## Document text:
□ □ □ □
Parliament is back after giving the country a glorious break. All bets are off as the Government resumes its experiment of torturing a free market economy with policies they used to dream about in the student union lunch room. ACT will continue to stand up for opportunity and freedom because those values enable happiness and prosperity.

How Wages Grow

Raising wages isn’t complicated but it seems we must state and restate basic truths to keep them alive. More investment, better ideas, and more skilful workers combine to produce more valuable products and services. The more tax, regulation and compliance costs governments throw in the gears, the slower those wheels turn. This week, Free Press looks at the Government’s so called ‘Fair Pay Agreements.’

Old Socialist Seeks Salvation

Poor old Jim Bolger has never recovered from the days when Ruth Richardson made him do stuff. Stuff that helped make New Zealand a top economic performer in the 1990s such as cutting government spending and basing employment law on contracts. He is now cosying up to the Labour Party in an attempt to reintroduce national awards and, we can only imagine, salve his socialist soul.
□ □ □ □
## Extracted information:

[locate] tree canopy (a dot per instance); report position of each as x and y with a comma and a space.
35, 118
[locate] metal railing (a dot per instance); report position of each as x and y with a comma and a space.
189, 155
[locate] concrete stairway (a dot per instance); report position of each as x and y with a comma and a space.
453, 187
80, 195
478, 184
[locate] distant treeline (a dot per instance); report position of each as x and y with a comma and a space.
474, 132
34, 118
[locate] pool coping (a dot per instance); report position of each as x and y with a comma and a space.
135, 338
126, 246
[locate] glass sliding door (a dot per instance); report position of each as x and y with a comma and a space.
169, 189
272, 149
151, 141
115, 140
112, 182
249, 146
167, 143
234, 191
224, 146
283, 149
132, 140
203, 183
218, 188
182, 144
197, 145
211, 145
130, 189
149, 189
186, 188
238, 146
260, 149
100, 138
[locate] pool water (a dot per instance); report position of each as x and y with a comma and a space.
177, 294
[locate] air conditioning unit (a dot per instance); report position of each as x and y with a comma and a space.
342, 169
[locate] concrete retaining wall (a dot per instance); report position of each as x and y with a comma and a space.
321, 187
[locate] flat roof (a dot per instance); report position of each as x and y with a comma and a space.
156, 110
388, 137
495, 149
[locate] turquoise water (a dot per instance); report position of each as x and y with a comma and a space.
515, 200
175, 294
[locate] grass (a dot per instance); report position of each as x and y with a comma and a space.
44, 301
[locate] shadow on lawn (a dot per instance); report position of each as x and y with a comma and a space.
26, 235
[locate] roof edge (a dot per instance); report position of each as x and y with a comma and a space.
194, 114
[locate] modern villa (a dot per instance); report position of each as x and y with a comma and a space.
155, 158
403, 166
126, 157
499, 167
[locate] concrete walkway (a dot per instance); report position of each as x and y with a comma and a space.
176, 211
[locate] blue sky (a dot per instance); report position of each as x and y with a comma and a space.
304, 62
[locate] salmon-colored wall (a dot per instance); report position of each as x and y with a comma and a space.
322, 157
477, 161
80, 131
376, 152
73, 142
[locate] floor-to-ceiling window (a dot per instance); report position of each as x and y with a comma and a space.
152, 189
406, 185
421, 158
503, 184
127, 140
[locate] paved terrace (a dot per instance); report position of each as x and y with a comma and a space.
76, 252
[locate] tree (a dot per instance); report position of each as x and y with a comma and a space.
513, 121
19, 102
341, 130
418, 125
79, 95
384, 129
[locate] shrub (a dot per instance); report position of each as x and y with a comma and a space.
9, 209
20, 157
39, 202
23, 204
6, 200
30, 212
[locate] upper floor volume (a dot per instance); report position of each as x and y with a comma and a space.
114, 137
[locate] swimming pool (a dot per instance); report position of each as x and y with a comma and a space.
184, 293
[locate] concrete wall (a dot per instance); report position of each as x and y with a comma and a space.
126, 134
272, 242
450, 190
□ □ □ □
## To be done:
• 1. In the text on Parliament and wages, update the part that opens with the words "How Wages Grow" and closes with "his socialist soul." so that "national awards" reads "industry-wide pay rules" instead.
• 2. According to the text on Parliament and wages, what costs do governments throw in the gears that make the wheels turn slower? List them all.

## Answers to the tasks:
• 1.
How Wages Grow

Raising wages isn’t complicated but it seems we must state and restate basic truths to keep them alive. More investment, better ideas, and more skilful workers combine to produce more valuable products and services. The more tax, regulation and compliance costs governments throw in the gears, the slower those wheels turn. This week, Free Press looks at the Government’s so called ‘Fair Pay Agreements.’

Old Socialist Seeks Salvation

Poor old Jim Bolger has never recovered from the days when Ruth Richardson made him do stuff. Stuff that helped make New Zealand a top economic performer in the 1990s such as cutting government spending and basing employment law on contracts. He is now cosying up to the Labour Party in an attempt to reintroduce industry-wide pay rules and, we can only imagine, salve his socialist soul.

• 2.
- tax
- regulation
- compliance costs